==== DATA FOR THE TASK ====

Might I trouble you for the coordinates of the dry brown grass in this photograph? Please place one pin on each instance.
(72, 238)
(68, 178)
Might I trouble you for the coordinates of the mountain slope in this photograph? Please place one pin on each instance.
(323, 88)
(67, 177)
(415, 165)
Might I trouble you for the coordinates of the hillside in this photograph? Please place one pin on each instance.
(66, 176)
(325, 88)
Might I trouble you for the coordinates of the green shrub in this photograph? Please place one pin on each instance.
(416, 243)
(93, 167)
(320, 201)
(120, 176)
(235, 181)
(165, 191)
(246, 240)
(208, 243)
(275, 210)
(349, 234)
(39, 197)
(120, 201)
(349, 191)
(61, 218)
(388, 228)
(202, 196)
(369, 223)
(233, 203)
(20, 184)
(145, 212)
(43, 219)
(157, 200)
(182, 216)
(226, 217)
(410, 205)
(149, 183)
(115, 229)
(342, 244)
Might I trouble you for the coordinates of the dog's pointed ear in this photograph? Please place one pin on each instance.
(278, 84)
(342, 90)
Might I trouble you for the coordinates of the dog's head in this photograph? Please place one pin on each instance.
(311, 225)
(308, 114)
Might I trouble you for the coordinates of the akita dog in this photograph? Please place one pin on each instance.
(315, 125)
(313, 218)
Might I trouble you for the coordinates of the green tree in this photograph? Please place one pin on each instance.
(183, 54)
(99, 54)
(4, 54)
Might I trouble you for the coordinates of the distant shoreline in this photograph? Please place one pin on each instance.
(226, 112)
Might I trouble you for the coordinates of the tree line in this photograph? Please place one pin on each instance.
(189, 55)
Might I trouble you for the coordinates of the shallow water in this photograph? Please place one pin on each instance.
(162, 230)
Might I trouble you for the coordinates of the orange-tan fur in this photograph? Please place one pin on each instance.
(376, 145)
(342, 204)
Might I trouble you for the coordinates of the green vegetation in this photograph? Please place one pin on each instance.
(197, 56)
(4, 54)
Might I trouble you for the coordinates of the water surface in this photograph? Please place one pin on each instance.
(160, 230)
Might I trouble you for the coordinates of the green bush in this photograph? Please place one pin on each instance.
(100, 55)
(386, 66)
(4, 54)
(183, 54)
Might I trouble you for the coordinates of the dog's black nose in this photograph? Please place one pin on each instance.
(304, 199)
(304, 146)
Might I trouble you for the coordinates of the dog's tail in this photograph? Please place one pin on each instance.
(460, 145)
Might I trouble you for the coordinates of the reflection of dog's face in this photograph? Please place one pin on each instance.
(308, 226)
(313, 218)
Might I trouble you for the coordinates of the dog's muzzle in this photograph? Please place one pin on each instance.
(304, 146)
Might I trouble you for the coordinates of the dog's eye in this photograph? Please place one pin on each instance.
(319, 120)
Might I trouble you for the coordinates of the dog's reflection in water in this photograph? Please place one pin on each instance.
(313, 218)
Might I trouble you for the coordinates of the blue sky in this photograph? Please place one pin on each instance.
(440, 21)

====
==== DATA FOR THE TASK ====

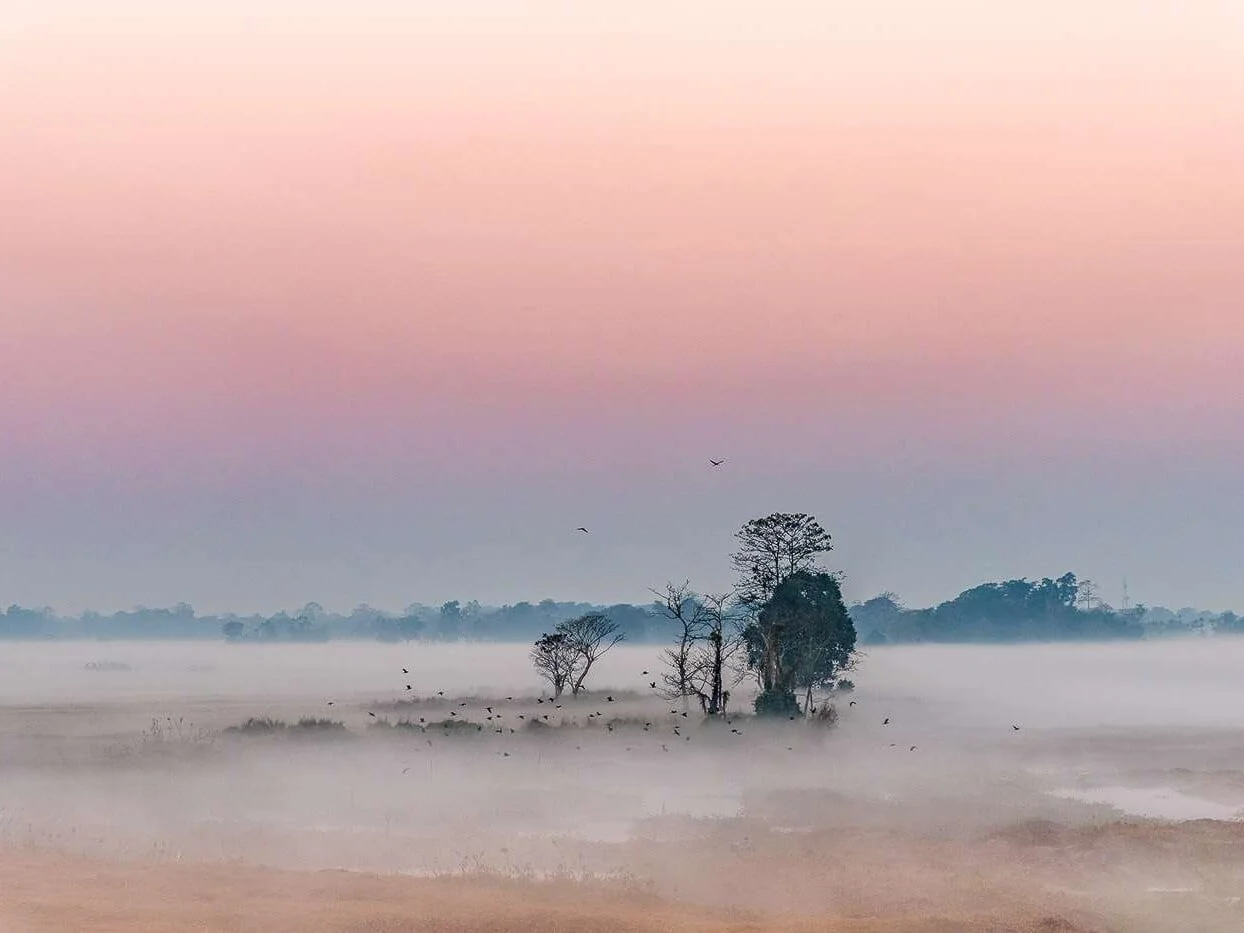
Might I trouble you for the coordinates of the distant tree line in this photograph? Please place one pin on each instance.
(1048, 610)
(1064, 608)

====

*TASK INSTRUCTIONS*
Pick out each line in the listing above that contains the word "green". Case counts.

*COMPLETED TASK*
Might I trouble you for the coordinates of the green shrub in this photograph? Please place one pin on each instance.
Might I trouble you for the coordinates of the green tree in this photograph? Please place one pin on each instance.
Might I trouble you for the coordinates of the green vegetation in this photograph? Please place one pin on each instance.
Might I trouble you for the coordinates of the green bush in this photograph? Please place one pin on each instance.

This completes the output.